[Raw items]

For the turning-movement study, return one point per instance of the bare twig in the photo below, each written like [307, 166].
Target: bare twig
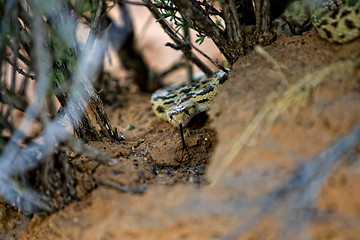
[19, 70]
[193, 11]
[172, 34]
[79, 147]
[120, 187]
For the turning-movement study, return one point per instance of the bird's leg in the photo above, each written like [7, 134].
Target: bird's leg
[183, 141]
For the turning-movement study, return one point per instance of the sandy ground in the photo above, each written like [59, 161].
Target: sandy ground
[206, 195]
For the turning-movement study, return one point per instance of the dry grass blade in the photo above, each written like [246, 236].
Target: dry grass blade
[291, 98]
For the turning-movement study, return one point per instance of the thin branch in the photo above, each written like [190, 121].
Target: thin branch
[120, 187]
[187, 52]
[79, 147]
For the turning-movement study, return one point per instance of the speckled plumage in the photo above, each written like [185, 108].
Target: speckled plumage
[337, 20]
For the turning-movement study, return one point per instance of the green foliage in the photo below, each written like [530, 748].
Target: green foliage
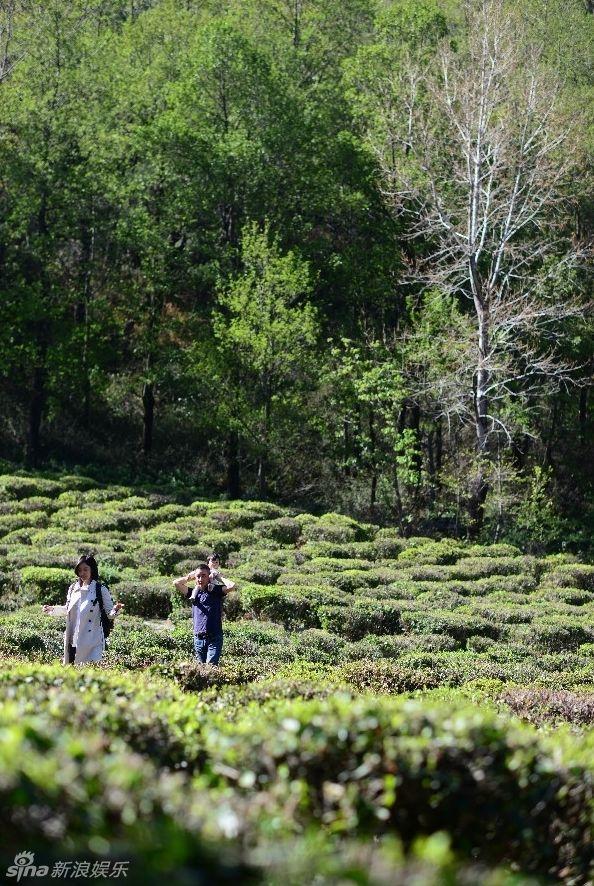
[49, 585]
[271, 744]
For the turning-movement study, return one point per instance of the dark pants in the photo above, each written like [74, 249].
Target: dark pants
[208, 649]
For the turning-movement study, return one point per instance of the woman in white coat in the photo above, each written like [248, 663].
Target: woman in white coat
[84, 639]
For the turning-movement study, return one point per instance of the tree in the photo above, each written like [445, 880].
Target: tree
[266, 332]
[476, 153]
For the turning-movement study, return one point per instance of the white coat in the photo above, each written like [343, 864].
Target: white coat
[91, 640]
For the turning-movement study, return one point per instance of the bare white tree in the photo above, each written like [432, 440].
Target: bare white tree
[476, 151]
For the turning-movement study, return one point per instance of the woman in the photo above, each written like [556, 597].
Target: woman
[84, 639]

INSTRUCTIONS FOR THE TASK: Convert every one of the items above into a JSON list of strings, with one string per line and no blank lines. Leave the pictures out of the answer.

RESPONSE TO THE EXERCISE:
[
  "For the turning-movement study, return one point per instance of the bare twig in the photo below, each written like [307, 166].",
  "Target: bare twig",
  "[19, 70]",
  "[193, 11]",
  "[172, 34]",
  "[79, 147]",
  "[120, 187]",
  "For the turning-movement study, return one point per instance of the bird's leg in the photo above, each written like [7, 134].",
  "Target: bird's leg",
  "[183, 141]",
  "For the turning-movement study, return one point per instance of the sandy ground in the photo above, each written like [59, 161].",
  "Target: sandy ground",
  "[206, 195]",
  "For the turning-movement study, return one point per instance of the dry grass blade in the photo above, each written like [246, 236].",
  "Target: dry grass blade",
  "[291, 98]",
  "For the turning-movement study, return one point per instance of the thin branch in the photo above, each written like [190, 121].",
  "Target: thin branch",
  "[120, 187]",
  "[187, 52]",
  "[79, 147]",
  "For the turning-movement study, return one point per instance of the speckled plumage in the photo above, each written like [185, 108].",
  "Target: speckled plumage",
  "[337, 20]",
  "For the turning-movement study, return one point per instance of the green foliage in the photo below, each written like [530, 748].",
  "Target: green foliage",
  "[49, 585]",
  "[271, 744]",
  "For the turning-movement study, return one point per instance of the dark pants in the photo above, each written like [74, 249].",
  "Target: dark pants",
  "[208, 649]",
  "For the turning-movement study, return one point per instance of the woman in white coat in the photo above, each written like [248, 663].",
  "Target: woman in white coat",
  "[84, 639]",
  "For the turning-movement study, return one point per instance of the tree in the photo above, each written like [445, 880].",
  "Target: tree",
  "[266, 332]",
  "[476, 153]",
  "For the turning-movement study, return one point per instance of the white coat in the photo above, each written like [343, 864].",
  "Target: white coat",
  "[91, 640]",
  "For the turning-movement study, return one point per instance of the bare white tree in the photo above, each written like [432, 440].",
  "Target: bare white tree",
  "[476, 151]",
  "For the turning-movement study, return one point per instance of the woman in the photo above, each written like [556, 597].",
  "Target: woman",
  "[84, 639]"
]